23. Referem a propósito Ana Prata, Jorge Morais Carvalho e Rui Simões, que o plano de recuperação se considera aprovado se se verificarem os seguintes requisitos, previstos no nº 1 do art. 212, aplicável pela remissão operada pelo nº 3 deste art go: «(i) participação na reunião de credores que representem pelo menos um terço do total dos créditos com direito de voto; (ii) votação favorável de mais de dois terços da totalidade dos votos emitidos, não se considerando como tal as abstenções; (iii) votação favorável de mais de metade dos votos emitidos correspondentes a créditos não subordinados, não se considerando como tal as abstenções».

24. Tal quórum, assim definido, existiu “ in casu” devendo , por isso, ser o plano

homologado.

25. O entendimento jurisprudencial referido é o de que o prazo previsto no art. 17º -D, nº 5, do CIRE não tem natureza peremptória!

◆ **Secção de dados**
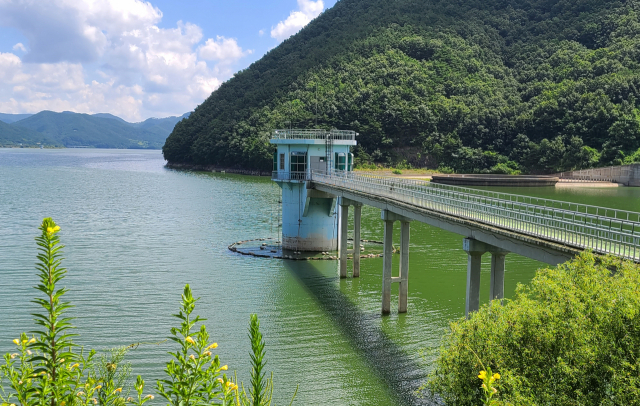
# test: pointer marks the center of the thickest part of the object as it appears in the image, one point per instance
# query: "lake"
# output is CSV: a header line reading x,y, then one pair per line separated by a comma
x,y
136,233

◆ **O que se pede**
Segundo o excerto do documento, que parte do total dos créditos com direito de voto devem representar os credores que participam na reunião para que o plano de recuperação se considere aprovado?

◆ **Resolução do exercício**
Os credores participantes devem representar pelo menos um terço do total dos créditos com direito de voto.